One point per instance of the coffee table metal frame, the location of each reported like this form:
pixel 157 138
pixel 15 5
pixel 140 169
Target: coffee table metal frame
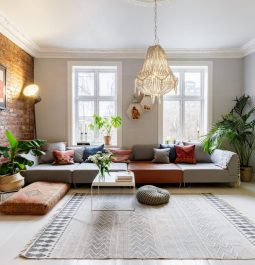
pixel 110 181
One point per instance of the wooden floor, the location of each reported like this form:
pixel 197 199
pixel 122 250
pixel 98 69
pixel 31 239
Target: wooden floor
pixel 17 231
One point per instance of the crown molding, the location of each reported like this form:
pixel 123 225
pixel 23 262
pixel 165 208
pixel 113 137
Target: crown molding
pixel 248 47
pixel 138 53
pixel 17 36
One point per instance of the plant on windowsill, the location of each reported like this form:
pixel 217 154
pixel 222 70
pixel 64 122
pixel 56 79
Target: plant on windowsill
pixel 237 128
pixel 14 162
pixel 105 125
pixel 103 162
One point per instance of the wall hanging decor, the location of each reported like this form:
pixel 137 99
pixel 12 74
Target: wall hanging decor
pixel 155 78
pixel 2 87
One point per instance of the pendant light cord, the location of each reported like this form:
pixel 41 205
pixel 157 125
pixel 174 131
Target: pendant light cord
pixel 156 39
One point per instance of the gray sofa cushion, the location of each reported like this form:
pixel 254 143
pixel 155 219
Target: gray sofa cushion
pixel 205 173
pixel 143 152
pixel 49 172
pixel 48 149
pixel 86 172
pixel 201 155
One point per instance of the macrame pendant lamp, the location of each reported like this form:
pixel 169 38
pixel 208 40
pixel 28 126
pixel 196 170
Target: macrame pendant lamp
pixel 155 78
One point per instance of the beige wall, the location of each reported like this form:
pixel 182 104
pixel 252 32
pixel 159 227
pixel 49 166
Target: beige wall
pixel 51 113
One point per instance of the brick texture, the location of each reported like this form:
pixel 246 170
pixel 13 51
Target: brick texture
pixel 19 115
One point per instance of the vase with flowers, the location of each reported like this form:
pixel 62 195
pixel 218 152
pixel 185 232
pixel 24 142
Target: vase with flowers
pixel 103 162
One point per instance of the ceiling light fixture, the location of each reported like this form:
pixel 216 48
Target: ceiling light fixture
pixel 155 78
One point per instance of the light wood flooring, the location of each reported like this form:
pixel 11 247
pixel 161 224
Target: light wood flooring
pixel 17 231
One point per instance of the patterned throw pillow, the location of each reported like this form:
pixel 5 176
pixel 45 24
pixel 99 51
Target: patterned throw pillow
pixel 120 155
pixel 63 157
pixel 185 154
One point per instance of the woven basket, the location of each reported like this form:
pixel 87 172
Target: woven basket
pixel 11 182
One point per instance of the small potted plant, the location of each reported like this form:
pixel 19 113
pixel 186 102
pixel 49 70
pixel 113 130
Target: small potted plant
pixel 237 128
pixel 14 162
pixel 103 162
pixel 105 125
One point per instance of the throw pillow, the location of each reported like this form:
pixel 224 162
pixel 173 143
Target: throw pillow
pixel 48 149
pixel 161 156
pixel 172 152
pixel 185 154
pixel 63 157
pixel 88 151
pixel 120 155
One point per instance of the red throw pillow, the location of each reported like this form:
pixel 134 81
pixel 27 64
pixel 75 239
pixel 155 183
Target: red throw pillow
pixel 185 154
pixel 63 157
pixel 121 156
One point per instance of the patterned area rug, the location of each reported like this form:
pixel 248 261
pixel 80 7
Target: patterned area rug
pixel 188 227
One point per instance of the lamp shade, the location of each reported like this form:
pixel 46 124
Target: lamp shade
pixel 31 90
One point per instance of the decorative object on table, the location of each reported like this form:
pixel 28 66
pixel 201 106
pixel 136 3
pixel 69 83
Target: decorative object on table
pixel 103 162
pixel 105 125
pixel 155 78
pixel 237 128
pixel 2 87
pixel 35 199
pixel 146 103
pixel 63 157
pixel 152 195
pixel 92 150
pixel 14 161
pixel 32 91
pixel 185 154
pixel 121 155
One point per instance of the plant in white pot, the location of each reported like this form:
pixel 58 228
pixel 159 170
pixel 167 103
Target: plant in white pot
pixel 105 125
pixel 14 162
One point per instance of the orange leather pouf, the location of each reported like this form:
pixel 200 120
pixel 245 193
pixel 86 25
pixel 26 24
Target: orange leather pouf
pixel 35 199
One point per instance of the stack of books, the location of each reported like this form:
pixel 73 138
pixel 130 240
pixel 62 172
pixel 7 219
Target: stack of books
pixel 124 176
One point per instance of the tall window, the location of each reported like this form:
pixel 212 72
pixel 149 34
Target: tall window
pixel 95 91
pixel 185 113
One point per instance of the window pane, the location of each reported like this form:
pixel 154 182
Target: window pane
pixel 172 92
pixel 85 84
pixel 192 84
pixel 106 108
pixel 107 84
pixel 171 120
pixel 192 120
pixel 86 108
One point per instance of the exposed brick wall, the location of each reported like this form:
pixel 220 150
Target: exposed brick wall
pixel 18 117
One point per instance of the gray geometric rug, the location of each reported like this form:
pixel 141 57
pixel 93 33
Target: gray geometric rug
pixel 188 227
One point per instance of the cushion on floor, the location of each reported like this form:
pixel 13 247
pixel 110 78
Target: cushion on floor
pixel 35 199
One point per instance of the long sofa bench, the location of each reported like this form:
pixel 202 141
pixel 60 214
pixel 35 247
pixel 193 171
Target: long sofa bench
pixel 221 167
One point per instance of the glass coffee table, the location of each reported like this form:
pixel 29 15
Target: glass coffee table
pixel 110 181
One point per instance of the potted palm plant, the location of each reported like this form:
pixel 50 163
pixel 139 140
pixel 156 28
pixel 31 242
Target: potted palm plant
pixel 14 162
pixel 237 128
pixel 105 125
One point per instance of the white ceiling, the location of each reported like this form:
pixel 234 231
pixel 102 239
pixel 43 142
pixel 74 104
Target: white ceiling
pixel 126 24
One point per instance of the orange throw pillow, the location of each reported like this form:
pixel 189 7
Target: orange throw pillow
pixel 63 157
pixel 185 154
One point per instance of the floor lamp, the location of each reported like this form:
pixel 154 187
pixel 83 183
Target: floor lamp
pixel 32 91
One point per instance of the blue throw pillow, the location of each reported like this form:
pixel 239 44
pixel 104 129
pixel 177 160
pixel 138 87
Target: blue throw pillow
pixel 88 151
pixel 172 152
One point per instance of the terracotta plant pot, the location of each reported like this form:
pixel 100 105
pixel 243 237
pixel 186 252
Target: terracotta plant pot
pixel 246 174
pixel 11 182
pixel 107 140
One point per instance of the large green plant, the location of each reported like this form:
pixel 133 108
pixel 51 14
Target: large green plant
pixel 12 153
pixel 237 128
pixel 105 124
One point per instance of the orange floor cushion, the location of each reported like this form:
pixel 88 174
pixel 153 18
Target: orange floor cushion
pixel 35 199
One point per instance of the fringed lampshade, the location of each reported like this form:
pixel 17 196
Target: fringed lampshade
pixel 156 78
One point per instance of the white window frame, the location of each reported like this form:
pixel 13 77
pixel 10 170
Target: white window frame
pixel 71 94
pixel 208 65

********

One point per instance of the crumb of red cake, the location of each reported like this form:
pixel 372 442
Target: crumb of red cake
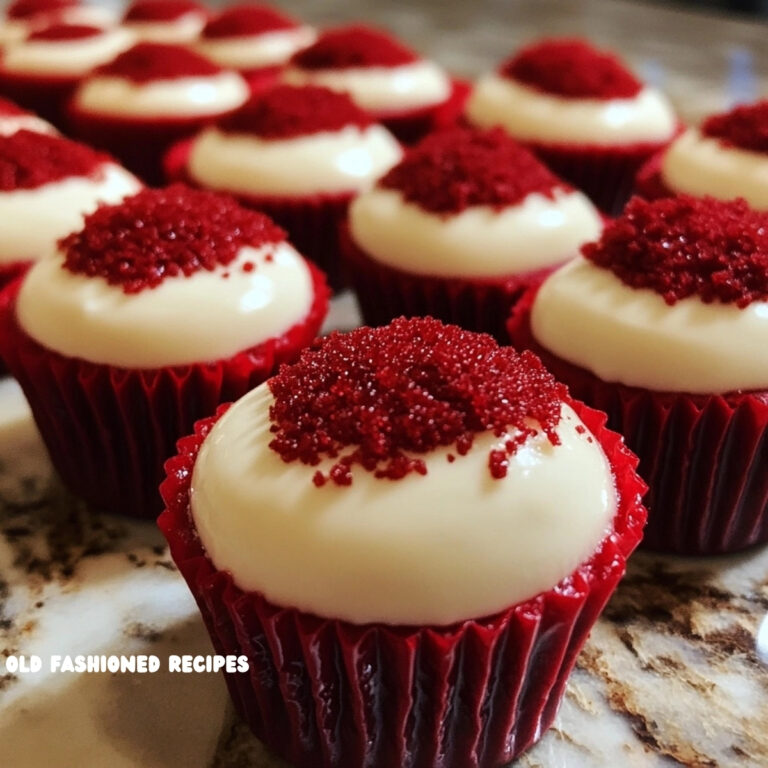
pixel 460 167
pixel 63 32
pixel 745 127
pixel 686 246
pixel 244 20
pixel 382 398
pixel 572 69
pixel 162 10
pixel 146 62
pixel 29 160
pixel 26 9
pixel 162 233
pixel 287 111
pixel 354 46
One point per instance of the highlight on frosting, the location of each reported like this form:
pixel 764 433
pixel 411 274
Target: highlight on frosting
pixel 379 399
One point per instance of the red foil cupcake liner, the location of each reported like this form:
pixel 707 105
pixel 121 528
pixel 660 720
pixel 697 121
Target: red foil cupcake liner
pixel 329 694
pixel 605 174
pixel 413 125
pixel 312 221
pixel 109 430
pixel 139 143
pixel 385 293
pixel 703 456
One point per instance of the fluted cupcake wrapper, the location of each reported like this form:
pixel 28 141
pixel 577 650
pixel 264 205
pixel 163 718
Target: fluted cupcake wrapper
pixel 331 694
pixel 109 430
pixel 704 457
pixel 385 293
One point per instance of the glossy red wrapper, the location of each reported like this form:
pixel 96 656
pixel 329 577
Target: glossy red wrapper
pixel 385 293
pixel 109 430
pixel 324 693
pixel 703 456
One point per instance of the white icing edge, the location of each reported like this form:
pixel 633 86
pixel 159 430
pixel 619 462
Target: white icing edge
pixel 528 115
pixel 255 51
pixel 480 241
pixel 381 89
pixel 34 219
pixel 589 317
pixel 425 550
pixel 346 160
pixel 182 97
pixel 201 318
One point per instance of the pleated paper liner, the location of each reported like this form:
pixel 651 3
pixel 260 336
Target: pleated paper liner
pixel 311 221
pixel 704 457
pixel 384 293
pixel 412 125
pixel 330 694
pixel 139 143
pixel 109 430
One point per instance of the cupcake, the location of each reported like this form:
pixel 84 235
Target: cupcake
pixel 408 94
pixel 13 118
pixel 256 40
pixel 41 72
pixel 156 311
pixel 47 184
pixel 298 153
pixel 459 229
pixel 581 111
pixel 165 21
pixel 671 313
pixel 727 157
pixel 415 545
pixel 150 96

********

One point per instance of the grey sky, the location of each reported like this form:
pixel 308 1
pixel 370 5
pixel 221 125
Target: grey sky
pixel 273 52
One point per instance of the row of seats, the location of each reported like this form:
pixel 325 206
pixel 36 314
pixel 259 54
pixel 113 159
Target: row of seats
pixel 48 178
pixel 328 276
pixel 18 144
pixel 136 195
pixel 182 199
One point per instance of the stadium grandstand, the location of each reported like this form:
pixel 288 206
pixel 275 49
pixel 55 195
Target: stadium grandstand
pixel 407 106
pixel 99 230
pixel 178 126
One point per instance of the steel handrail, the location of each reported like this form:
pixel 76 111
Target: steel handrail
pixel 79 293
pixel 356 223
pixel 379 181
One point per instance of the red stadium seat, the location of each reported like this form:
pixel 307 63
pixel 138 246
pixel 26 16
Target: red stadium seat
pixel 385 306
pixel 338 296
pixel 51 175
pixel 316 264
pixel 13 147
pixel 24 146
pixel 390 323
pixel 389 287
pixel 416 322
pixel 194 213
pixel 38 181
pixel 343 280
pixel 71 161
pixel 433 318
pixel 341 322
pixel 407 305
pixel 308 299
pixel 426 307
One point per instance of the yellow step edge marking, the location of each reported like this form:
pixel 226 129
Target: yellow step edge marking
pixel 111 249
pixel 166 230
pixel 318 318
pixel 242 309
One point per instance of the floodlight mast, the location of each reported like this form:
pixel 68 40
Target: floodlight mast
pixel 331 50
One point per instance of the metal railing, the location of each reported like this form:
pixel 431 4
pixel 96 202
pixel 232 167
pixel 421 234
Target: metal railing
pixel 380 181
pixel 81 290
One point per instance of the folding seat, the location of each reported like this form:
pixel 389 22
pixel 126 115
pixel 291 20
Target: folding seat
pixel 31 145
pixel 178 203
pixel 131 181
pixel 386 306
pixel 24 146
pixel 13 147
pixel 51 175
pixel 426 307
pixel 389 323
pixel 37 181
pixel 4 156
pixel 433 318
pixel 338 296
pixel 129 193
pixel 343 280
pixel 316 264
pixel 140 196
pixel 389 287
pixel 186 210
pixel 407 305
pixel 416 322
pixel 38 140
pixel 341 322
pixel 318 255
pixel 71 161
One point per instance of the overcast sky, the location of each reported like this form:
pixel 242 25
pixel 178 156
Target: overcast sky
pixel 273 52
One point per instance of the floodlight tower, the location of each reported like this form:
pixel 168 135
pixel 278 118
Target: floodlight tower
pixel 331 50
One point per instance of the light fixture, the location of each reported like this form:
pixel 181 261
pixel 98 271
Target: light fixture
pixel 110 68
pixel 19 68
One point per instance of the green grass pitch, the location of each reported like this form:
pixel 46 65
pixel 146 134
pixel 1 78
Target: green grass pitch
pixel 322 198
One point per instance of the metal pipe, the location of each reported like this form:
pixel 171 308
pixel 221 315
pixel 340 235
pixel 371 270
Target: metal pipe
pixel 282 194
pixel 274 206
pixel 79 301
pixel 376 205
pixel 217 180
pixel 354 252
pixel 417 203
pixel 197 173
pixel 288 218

********

### Prompt
Nothing but the lines above from the one containing "pixel 60 214" through the one containing "One point per instance of the white ceiling, the" should appear in the answer, each repeated exactly.

### Written response
pixel 60 214
pixel 35 247
pixel 193 171
Target: long sofa bench
pixel 221 167
One point per instance of the glass coffee table, the location of each reported like this form:
pixel 29 15
Target: glass coffee table
pixel 110 181
One point per instance of the potted palm plant, the location of each reported like this form:
pixel 50 163
pixel 139 140
pixel 156 28
pixel 31 242
Target: potted palm plant
pixel 14 162
pixel 237 128
pixel 105 125
One point per instance of the white ceiling, the location of each reported like this form:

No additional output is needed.